Dataset rows on where objects appear:
--------------------------------------------------

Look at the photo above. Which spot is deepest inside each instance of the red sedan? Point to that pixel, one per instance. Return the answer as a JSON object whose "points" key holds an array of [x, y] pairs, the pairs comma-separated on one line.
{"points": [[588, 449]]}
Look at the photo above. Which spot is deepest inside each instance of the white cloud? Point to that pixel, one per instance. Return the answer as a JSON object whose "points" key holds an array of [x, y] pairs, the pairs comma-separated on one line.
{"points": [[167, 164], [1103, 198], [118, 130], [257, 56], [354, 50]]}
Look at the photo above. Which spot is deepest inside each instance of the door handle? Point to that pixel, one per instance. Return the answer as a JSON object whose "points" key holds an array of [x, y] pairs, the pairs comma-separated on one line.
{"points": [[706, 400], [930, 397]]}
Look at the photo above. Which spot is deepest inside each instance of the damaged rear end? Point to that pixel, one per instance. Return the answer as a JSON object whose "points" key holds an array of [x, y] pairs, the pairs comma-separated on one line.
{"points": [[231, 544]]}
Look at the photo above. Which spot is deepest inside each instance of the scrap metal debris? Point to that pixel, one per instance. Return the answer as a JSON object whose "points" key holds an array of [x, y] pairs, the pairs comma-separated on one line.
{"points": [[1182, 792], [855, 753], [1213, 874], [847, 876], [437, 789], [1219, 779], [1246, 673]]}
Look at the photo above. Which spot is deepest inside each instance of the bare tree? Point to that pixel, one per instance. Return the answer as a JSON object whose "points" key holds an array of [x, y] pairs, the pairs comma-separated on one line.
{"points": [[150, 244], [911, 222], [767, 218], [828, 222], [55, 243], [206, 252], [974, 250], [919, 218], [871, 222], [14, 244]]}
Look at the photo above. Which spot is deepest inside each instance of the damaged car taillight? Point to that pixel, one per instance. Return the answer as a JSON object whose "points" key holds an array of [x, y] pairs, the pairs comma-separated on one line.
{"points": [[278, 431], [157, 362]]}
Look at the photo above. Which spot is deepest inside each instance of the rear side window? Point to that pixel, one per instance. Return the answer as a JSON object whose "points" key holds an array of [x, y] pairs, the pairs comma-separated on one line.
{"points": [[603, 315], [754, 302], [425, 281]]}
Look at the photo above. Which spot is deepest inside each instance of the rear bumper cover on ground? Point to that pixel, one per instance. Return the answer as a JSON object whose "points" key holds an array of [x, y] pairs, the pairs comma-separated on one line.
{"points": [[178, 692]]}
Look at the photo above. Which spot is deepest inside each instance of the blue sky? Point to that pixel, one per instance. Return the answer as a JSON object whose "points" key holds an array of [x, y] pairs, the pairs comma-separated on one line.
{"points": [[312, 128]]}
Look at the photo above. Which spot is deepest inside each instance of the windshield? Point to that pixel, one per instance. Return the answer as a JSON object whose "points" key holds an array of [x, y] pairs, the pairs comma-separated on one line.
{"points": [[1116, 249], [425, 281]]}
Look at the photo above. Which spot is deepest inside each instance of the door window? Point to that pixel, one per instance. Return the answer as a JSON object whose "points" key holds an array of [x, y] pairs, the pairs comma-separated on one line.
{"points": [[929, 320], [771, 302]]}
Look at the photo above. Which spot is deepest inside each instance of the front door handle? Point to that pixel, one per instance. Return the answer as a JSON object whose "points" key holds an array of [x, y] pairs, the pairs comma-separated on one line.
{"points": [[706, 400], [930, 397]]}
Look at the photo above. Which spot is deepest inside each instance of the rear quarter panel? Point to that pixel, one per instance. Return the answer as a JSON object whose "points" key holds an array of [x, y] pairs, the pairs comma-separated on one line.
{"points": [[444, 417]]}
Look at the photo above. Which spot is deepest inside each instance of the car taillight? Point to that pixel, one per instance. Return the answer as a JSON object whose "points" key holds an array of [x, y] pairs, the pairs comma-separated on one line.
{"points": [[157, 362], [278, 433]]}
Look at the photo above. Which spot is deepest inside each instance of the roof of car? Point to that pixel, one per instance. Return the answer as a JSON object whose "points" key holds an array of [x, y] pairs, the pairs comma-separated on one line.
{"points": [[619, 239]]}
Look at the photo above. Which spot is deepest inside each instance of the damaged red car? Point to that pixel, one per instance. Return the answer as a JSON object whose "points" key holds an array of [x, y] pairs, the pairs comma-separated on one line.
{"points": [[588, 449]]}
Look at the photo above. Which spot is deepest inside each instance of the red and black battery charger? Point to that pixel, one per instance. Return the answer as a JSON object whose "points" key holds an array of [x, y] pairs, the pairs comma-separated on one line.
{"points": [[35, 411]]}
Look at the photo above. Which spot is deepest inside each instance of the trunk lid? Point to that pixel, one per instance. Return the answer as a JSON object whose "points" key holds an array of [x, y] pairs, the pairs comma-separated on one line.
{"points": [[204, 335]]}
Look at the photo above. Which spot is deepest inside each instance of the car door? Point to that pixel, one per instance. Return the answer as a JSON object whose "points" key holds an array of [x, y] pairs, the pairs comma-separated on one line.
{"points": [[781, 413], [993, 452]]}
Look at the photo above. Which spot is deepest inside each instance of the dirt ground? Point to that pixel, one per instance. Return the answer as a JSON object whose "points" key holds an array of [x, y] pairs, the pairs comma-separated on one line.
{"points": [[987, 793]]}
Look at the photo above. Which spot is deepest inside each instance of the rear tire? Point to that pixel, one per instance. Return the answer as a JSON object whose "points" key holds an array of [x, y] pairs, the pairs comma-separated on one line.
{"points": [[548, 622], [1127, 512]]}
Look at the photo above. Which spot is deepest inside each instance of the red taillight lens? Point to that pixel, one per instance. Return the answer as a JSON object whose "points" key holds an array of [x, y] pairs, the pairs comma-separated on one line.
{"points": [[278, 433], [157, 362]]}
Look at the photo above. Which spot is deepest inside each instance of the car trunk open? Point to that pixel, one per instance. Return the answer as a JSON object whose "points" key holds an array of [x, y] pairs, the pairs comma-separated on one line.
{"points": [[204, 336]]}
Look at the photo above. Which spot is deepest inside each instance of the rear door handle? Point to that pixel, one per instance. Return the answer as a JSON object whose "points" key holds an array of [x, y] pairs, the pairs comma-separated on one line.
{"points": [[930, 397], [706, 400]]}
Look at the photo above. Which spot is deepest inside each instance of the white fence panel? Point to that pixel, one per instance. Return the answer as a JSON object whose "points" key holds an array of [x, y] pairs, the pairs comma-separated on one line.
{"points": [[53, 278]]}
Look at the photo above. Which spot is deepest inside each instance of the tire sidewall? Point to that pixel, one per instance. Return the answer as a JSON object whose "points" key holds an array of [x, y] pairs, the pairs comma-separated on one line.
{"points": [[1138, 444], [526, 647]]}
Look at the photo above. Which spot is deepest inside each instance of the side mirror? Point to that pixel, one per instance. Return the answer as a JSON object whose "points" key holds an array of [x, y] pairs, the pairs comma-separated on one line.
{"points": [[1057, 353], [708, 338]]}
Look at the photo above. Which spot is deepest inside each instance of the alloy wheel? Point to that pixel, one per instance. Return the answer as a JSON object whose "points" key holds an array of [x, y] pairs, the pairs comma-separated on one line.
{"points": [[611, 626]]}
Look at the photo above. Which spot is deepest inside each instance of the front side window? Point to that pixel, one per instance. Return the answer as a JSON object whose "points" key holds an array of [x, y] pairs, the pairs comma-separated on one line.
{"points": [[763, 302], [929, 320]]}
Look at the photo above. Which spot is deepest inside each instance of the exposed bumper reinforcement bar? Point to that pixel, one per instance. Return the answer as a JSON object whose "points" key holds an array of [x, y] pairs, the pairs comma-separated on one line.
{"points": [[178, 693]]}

--------------------------------------------------

• [Description of the task]:
Output the listing above word for word.

• [Task answer]:
Look at the photo above. Which spot is deepest inside each instance of the red sedan? Point to that pixel, one per instance. Return the answer as a JSON object whose "points" key holds an array of [x, y] pairs, the pairs comma-separated on one line.
{"points": [[588, 449]]}
Look at the photo above. Which spot is deepest inside each instance of the white cloud? Point to that pixel, one per instance. Return the answer as a JSON object whose "points" key holds an array of [x, y] pairs, the pairs comma-separated on one line.
{"points": [[167, 164], [1103, 198], [118, 130], [257, 56], [354, 50]]}
Look at the photo above. Which spot is deepest inside each instance of the door handle? Point to that pixel, one per instance. Return the answer as a JSON object whose "points" key holds an array of [x, y] pairs, the pairs comma-separated on one line.
{"points": [[706, 400], [930, 397]]}
Look at the photo above. Which spot is deepest inside each instance of the damaged rear end? Point to that pixel, one per instance. Return the answer as a JSON object whose "points" key holds an array of [x, y] pairs, the pairs comma-separated on one line.
{"points": [[231, 544]]}
Look at the photo above. Which spot is deepest inside each instance of the scrap metal debris? Point to that pixel, one per instance. Return the answer as a JSON object whose "points" key holds an array of [x, y] pairs, the pairs comma-separated on one line.
{"points": [[1182, 792], [855, 753], [1213, 874], [847, 876], [437, 789], [1219, 779], [1246, 673]]}
Look at the photo above. Which spot is deepest inside each instance of the bare tree? Point to that pixel, one per instance. Return the answer as a JSON object whose "points" key holds an array of [x, y] pairs, the pairs comma-separated on one line.
{"points": [[150, 244], [911, 222], [767, 218], [828, 222], [55, 243], [206, 252], [974, 250], [919, 218], [871, 222], [14, 244]]}
Look at the photo above. Which spot is deepest inside each instance of the damaged car taillight? Point to that pixel, one per instance. Return the answer as a JSON object whose "points" key holds an array of [x, y] pairs, the pairs comma-separated on one line.
{"points": [[278, 431], [157, 362]]}
Look at the photo above. Which spot is deepest inside each instance of the rear side window? Point to that pixel, one per instance. Return the answer as a JSON object whose "points" key holds an array of [x, y] pairs, the pairs comma-separated on one line.
{"points": [[603, 315], [754, 302], [425, 281]]}
Look at the photo above. Which spot is deepest inside each instance of the rear bumper cover on ground? Point to that pixel, one per instance. Return the answer as a JSON object whose "points" key holds an array of [x, y] pairs, the pairs comma-separated on one line.
{"points": [[178, 692]]}
Look at the photo above. Which spot is deepest inside each instance of the blue sky? Point to that pixel, one per instance. Return the answer as a JSON object whose "points" key holds an array of [x, y] pairs, the pairs comma-separated on one line.
{"points": [[312, 128]]}
Look at the photo above. Which spot is deepest inside each instance of the windshield? Point to that pixel, one per instance. Return the answer as a JSON object whose "points" key holds an array of [x, y] pairs, the pairs comma-separated on one line.
{"points": [[1116, 249], [425, 281]]}
Look at the photo above. Which spot is deepest inside each instance of the door window? Point to that pixel, one per instance. Return the answer as a JSON object whose "points" key holds an array of [x, y] pairs, the pairs comma-separated on one line.
{"points": [[929, 320], [771, 302]]}
Look at the photo above. Which spot is deepest inside each instance of the front door handle? Point to that pixel, one per instance. Return the answer as a JSON object whose "points" key holds an array of [x, y] pairs, the pairs comma-separated on one line.
{"points": [[706, 400], [930, 397]]}
Look at the photo above. Which spot is deepest inside each instance of the rear quarter panel? Point to that pixel, one per instance. Return the answer as a JSON object whose "points" key holds an array of [x, y] pairs, the pairs comma-separated on one line.
{"points": [[444, 417]]}
Look at the photo above. Which spot is deepest inside each instance of the car taillight? Point to that pixel, one per instance. Return the answer as a JSON object whose "points" key holds an array of [x, y] pairs, the pairs comma-separated on one line.
{"points": [[157, 362], [278, 433]]}
Look at the photo above. Which spot is deepest inside each instance of the roof of car? Point to that pixel, one per instance. Return the answer as a JSON object whose "points" key holds an array of [x, y] pairs, the pairs comma-separated on one line.
{"points": [[619, 239]]}
Look at the photo above. Which spot is deepest inside each instance of the damaged red car? Point to that pixel, one per instance. Return the answer as a JSON object whose "points" key holds an array of [x, y] pairs, the pairs comma-separated on one line.
{"points": [[588, 449]]}
Look at the photo above. Which spot is deepest inside each instance of the red and black battery charger? Point to that pixel, one per instance. Return the answer as a JSON object whose "points" key holds an array of [x, y] pairs, the pairs comma-separated on one line.
{"points": [[35, 411]]}
Look at the photo above. Which spot is deepest inside each instance of the trunk lid? Point to that pixel, one per instance. Return the answer as a JSON object whose "points" key holds an array of [x, y] pairs, the pairs comma-separated on one line.
{"points": [[204, 335]]}
Look at the photo above. Which spot is deepest inside each instance of the car door? Point to that pixel, one per instance. Return the answer as a JSON object whose "points" key holds an array of [x, y] pairs, the pairs comma-separated on one line.
{"points": [[781, 413], [993, 452]]}
Look at the photo above. Which spot is deepest inside each instance of the dirt ground? Point to that pixel, one per instance. Return the answer as a JSON object whose "points" key holds an array of [x, y] pairs, the pairs comma-separated on one line.
{"points": [[987, 793]]}
Look at the photo above. Which spot is deepest inside each instance of the rear tire? Point to that pixel, one per instance. Return the answer as a JSON object whose "points" key holds an array of [x, y] pairs, the pairs comma-separated on one line.
{"points": [[548, 622], [1127, 512]]}
Look at the photo above. Which spot is deepest inside each instance of the red taillight lens? Point to that pixel, one per instance. Return the answer as a JSON object whose "points" key holds an array of [x, y] pairs, the pairs comma-separated on one line.
{"points": [[278, 433], [157, 362]]}
Look at the photo above. Which spot is deepest inside each instance of the car trunk open? Point to that pixel, one per instance. Return the answer as a JSON object whose "points" key holds an array of [x, y] pairs, the pairs comma-separated on one line.
{"points": [[204, 336]]}
Look at the photo above. Which spot is deepest inside each instance of the rear door handle? Point to that pixel, one per instance. Return the answer as a JSON object whose "points" key holds an array of [x, y] pairs, the pairs comma-separated on one line.
{"points": [[930, 397], [706, 400]]}
Look at the photo above. Which spot is deepest inside each instance of the white fence panel? Point to that pixel, one per instance. Return the answer as a JSON object whose "points" key holds an array of [x, y] pairs, the pairs comma-separated on one line.
{"points": [[53, 278]]}
Look at the photo above. Which spot is deepest inside each instance of the tire sidewall? Point to that pixel, one per instance. Return the answer as a JSON object whose "points" key holds an array of [x, y] pairs, the pairs comma-separated on one line.
{"points": [[1138, 444], [526, 647]]}
Look at the photo above. Which spot is deepest inside each instance of the side mirror? Point to that pixel, one per instance. Return the answer as a JSON object whose "points" key holds an array of [x, y] pairs, the pairs comma-separated on one line.
{"points": [[1057, 353], [708, 338]]}
Look at the photo above. Which spot is deepest inside each instance of the alloy wheel? Point to that pixel, one per instance. Return the answer as a JSON object whose "points" key holds an array of [x, y] pairs, the pairs comma-separated on one line.
{"points": [[611, 626]]}
Look at the photo above. Which spot is deepest inside each instance of the front side window? Point to that pixel, one per instance. Return the answer as a JSON object whose "points" key holds an array of [x, y] pairs, the pairs comma-separated on one line.
{"points": [[763, 302], [929, 320]]}
Look at the photo above. Which spot is deepest inside each instance of the exposed bumper reinforcement bar? Point to that pixel, one per instance. Return the answer as a JSON object whose "points" key holds an array of [x, y] pairs, the pairs comma-separated on one line.
{"points": [[178, 693]]}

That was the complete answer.